- Job 1
According to the mailing-list excerpt below, what value would the proposed library type or common name be set to for std libs?

- Reading passage
The library name has to be unique to allow unambiguous referencing in other libraries. I don’t know if there are other libraries in the world which provide the same functionality besides STL, but to allow the replacement, we should also have something like “library-type” or “library-common-name” – something similar to is-std-library, but more generic. For std libs it will be set to “std” so referencing libraries can just use “std” if they allow the substitution. I also think that this Is a library and not a module attribute, but if there are some nuances I am not aware of, we can sure have additional attributes for each module overriding the general library one.

So, to make it visual, I am proposing to have

   "version": 1,
   "revision": 0,
   “library”: “unique name like Microsoft.STL",
   "c++": {
      "modules": []
   “referenced-libraries”:[] <-- not present for std libs, but other libraries can reference “std” and other libs.


From: SG15 <sg15-bounces_at_[hidden]> On Behalf Of Daniel Ruoso via SG15
Sent: Tuesday, December 12, 2023 13:57
To: sg15_at_[hidden]ocpp.org
Cc: Daniel Ruoso <daniel_at_[hidden]>
Subject: [SG15] Proposal for module metadata format to be used by the std library and others

As discussed in the meeting on 2023-12-12, I'm putting together a proposal for the metadata format to be used both when discovering the std modules as well as for pre-built libraries in general.

There was general agreement that while the std library always needs special cases, we will need some metadata format to describe the std modules, and it would be unfortunate if the format used for the std library was different than that used in other scenarios.

There was some desire to have this be a starting point for a wider metadata format to cover other aspects beyond modules, so this proposal will be split in two. First covering modules, and later offering an option on how that information could be embedded into a wider format.

Before jumping into the format itself, here's the list of requirements that guided the design:

 * Module discovery should be subordinate to ABI decisions having been made already. The outcome is that we don't expect the module metadata to be used to discover which ABI settings are available for a given standard library or how to choose between them. The way that this manifests is that, following the lead from P2577R2, we expect the libraries to ship those metadata files on a one-to-one mapping with the library binary used as input to the linker.

 * The path to the module source files should be discovered via the meatadata file. The outcome is that we don't expect a mechanism to search for those module files in a directory, nor a specific standard on how they should be named. but rather the build system will be given that information directly. This also allows the choice of the standard library splitting its implementation into interface partitions for ease of maintainability.

 * The compiler should offer a mechanism to introspect the path to the metadata file of the standard library, with the settings that the compiler will be used. That means build systems don't need to perform the lookup of the metadata.
The format should be extensible to cover vendor-specific settings.
The format should be versioned to allow future backward-compatible changes.

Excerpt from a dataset

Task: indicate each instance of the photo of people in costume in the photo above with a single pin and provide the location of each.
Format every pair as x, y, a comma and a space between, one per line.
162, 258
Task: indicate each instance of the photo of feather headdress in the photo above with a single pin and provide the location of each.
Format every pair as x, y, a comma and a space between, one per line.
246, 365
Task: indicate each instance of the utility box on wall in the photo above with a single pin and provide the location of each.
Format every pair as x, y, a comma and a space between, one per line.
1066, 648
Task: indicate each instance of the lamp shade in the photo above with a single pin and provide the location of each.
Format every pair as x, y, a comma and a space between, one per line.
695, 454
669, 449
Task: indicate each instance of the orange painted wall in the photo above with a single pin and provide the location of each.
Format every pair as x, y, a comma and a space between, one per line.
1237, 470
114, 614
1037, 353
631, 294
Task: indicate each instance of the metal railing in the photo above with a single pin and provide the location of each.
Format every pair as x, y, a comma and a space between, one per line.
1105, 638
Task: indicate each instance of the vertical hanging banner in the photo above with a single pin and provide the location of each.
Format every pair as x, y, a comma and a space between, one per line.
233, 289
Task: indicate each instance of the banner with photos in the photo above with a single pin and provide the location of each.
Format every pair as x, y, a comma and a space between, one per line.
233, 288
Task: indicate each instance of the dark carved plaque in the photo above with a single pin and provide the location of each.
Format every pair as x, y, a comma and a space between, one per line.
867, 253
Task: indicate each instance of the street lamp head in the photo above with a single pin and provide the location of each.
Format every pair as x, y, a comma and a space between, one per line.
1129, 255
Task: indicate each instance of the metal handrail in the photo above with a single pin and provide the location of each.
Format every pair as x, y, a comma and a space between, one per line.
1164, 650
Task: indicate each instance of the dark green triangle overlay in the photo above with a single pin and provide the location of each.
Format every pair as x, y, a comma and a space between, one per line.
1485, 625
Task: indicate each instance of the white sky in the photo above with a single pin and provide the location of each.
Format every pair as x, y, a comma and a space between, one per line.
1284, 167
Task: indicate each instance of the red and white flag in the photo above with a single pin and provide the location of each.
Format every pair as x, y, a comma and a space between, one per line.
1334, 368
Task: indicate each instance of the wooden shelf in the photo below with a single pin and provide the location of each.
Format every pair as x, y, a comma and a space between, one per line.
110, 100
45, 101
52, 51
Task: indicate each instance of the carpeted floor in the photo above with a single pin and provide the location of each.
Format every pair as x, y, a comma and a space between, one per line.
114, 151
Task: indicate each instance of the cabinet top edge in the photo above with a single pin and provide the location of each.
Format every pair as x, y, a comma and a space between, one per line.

- Job 2
Show each line of the records that contains the word "banner".

- Output 1
It would be set to "std".

- Output 2
Task: indicate each instance of the vertical hanging banner in the photo above with a single pin and provide the location of each.
Task: indicate each instance of the banner with photos in the photo above with a single pin and provide the location of each.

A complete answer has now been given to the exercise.